(Records contained in a dataset)
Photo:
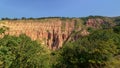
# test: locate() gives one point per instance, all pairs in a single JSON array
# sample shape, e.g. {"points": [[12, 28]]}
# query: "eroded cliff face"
{"points": [[51, 33]]}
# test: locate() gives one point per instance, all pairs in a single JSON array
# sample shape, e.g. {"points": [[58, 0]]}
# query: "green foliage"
{"points": [[21, 52], [93, 51]]}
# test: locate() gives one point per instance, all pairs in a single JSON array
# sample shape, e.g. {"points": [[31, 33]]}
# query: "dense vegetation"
{"points": [[99, 49]]}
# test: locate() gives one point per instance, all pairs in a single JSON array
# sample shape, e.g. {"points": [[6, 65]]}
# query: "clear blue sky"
{"points": [[66, 8]]}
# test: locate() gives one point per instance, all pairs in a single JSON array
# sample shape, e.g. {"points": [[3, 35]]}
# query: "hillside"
{"points": [[58, 42], [54, 31]]}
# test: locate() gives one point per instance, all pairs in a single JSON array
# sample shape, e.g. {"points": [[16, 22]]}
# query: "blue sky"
{"points": [[65, 8]]}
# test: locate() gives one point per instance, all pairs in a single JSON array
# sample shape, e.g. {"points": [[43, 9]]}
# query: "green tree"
{"points": [[22, 52]]}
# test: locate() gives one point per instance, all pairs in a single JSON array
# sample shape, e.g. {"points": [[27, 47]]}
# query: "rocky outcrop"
{"points": [[95, 22], [49, 32]]}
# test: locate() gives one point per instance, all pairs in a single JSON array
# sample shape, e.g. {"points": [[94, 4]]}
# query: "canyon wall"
{"points": [[51, 33]]}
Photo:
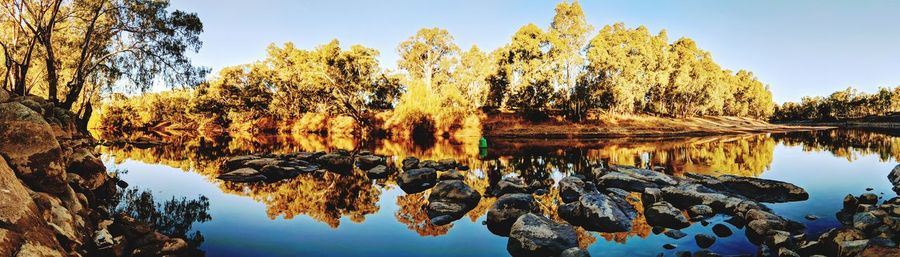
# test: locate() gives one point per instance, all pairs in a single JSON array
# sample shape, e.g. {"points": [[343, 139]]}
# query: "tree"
{"points": [[427, 54], [568, 35], [94, 44]]}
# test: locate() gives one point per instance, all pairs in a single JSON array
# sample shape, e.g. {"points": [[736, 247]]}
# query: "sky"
{"points": [[799, 48]]}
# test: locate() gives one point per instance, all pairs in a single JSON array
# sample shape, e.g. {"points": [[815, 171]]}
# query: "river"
{"points": [[174, 186]]}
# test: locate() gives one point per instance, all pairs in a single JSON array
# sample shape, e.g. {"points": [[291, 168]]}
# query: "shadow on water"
{"points": [[329, 197]]}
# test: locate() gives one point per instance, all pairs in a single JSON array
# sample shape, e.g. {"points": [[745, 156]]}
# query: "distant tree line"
{"points": [[441, 88], [841, 105]]}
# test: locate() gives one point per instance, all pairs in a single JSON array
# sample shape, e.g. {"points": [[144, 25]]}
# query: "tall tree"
{"points": [[427, 55], [568, 36]]}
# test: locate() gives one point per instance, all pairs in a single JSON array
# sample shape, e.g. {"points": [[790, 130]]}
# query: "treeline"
{"points": [[841, 105], [72, 52], [442, 89]]}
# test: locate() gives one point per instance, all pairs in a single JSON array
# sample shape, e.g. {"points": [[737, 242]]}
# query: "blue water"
{"points": [[240, 225]]}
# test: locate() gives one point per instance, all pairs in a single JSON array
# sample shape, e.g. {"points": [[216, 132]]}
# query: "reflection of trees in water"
{"points": [[325, 197], [849, 144], [173, 217]]}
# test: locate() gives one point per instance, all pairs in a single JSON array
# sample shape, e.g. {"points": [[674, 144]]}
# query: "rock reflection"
{"points": [[173, 217], [327, 197]]}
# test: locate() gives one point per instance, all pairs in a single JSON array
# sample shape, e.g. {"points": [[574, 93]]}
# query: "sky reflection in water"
{"points": [[330, 215]]}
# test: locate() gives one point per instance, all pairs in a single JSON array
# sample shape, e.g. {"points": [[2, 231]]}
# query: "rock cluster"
{"points": [[55, 190]]}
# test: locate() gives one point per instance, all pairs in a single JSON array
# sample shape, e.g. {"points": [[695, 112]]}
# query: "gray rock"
{"points": [[704, 241], [452, 198], [533, 235], [664, 214], [504, 212], [379, 172], [417, 180], [599, 212]]}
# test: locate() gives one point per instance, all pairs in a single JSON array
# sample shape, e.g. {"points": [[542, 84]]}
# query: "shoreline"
{"points": [[507, 126]]}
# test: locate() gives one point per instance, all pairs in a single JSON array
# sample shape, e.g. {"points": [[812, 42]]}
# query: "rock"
{"points": [[366, 162], [338, 163], [379, 172], [704, 241], [452, 198], [650, 196], [447, 164], [757, 189], [410, 163], [664, 214], [894, 177], [504, 212], [30, 147], [24, 230], [850, 202], [238, 162], [84, 164], [417, 180], [570, 189], [512, 185], [599, 212], [242, 175], [700, 211], [533, 235], [721, 230], [868, 198], [575, 252], [866, 221], [675, 234], [451, 175], [634, 180]]}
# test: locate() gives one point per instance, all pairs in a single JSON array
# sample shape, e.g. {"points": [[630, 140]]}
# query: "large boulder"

DIRECTION:
Copy the records exactly. Skip the pictures.

RESPONSE TO THE EXERCISE:
Photo:
# test: locate() gives one point per instance, all pairs in a single JSON array
# sample shape, e.g. {"points": [[12, 28]]}
# query: "eroded cliff face"
{"points": [[51, 33]]}
# test: locate() gives one point per instance, all pairs in a single JSON array
# sample shape, e.g. {"points": [[58, 0]]}
# query: "green foliage"
{"points": [[21, 52], [93, 51]]}
# test: locate() gives one point per instance, all pairs in a single JSON array
# sample shape, e.g. {"points": [[31, 33]]}
# query: "dense vegetation"
{"points": [[99, 49]]}
# test: locate() gives one point per instance, all pairs in a single JSON array
# sample shape, e.g. {"points": [[6, 65]]}
# query: "clear blue sky"
{"points": [[66, 8]]}
# test: locate() gives one point per instance, all pairs in a single JSON array
# sample shape, e.g. {"points": [[3, 35]]}
# query: "hillside"
{"points": [[58, 42], [54, 31]]}
# test: locate() gives one point per instance, all pairs in a single JSON array
# sample shape, e.g. {"points": [[16, 22]]}
# query: "blue sky"
{"points": [[65, 8]]}
# test: locate() gives one point per instance, all pairs in a single JSON array
# sample shape, e.g. {"points": [[43, 9]]}
# query: "green tree"
{"points": [[22, 52]]}
# test: locate() gives one point per instance, all pairs in a single JSON array
# sample shape, e.g. {"points": [[27, 47]]}
# query: "rocky outcrop"
{"points": [[95, 22], [49, 32]]}
# test: locate() gives one point per instance, all pairs in a single JSON array
# sample shape, e.g. {"points": [[94, 4]]}
# query: "canyon wall"
{"points": [[51, 33]]}
Photo:
# test: locate() gives one point per instance, all pairs in a single JSON array
# sample shape, e.g. {"points": [[343, 139]]}
# query: "tree"
{"points": [[427, 54], [568, 35], [94, 44]]}
# test: locate() gives one point per instance, all pairs in a single JSON array
# sample shape, e.g. {"points": [[736, 247]]}
# query: "sky"
{"points": [[799, 48]]}
# test: locate() gives one point per instance, all pairs in a single JSON array
# sample shape, e.g. {"points": [[815, 171]]}
# query: "river"
{"points": [[174, 186]]}
# test: locate() gives one point per instance, all pairs in a single JSON array
# sample shape, e.g. {"points": [[291, 168]]}
# query: "shadow on water"
{"points": [[329, 197]]}
# test: locate() gives one point per instance, all pairs in a single JSON array
# sample shape, e.g. {"points": [[745, 156]]}
# query: "distant tree line"
{"points": [[441, 88], [841, 105]]}
# test: locate() gives one point per instance, all pairs in a single JSON array
# sample shape, e.g. {"points": [[144, 25]]}
# query: "tall tree"
{"points": [[427, 55], [568, 36]]}
# test: locate() gives one point per instance, all pairs in a single JSON array
# sample shape, e.g. {"points": [[790, 130]]}
# query: "treeline"
{"points": [[841, 105], [72, 52], [442, 89]]}
# test: locate() gives one point per instance, all pairs in a single JSON array
# sample shape, e.g. {"points": [[737, 242]]}
# query: "blue water"
{"points": [[240, 225]]}
# test: locate() gives one point per instance, all pairs in a single JSON array
# sample shape, e.g. {"points": [[216, 132]]}
# query: "reflection of trees in water"
{"points": [[325, 197], [849, 144], [173, 217]]}
# test: locate() gives one point per instance, all pairs in a single JSON array
# sample shape, e.g. {"points": [[674, 144]]}
# query: "rock reflection"
{"points": [[173, 217], [327, 197]]}
# test: locate() gives one point per instance, all pairs in a single JSON array
# sample shape, e.g. {"points": [[574, 93]]}
# query: "sky reflection in water"
{"points": [[330, 215]]}
# test: locate() gives one point per instance, all pairs in a single JSON array
# sample shape, e.g. {"points": [[2, 231]]}
# query: "rock cluster"
{"points": [[55, 190]]}
# test: locate() gives one point per instance, all pairs in a single JSON array
# sample shape, e.g. {"points": [[695, 112]]}
# query: "gray rock"
{"points": [[704, 241], [452, 198], [533, 235], [664, 214], [504, 212], [379, 172], [417, 180], [599, 212]]}
# test: locate() gives one point per instance, all pairs in a single JSON array
# sample shape, e.g. {"points": [[542, 84]]}
# query: "shoreline"
{"points": [[507, 126]]}
# test: locate() gives one point per instance, all pairs in a single JSON array
# sample shape, e.g. {"points": [[812, 42]]}
# query: "rock"
{"points": [[366, 162], [338, 163], [379, 172], [704, 241], [452, 198], [650, 196], [447, 164], [757, 189], [410, 163], [664, 214], [894, 177], [504, 212], [30, 147], [24, 230], [850, 202], [238, 162], [84, 164], [417, 180], [570, 189], [512, 185], [599, 212], [242, 175], [700, 211], [533, 235], [721, 230], [868, 198], [575, 252], [866, 221], [675, 234], [451, 175], [634, 180]]}
# test: locate() gives one point per instance, all pairs in a single JSON array
# sample shape, e.g. {"points": [[630, 140]]}
# query: "large boulder"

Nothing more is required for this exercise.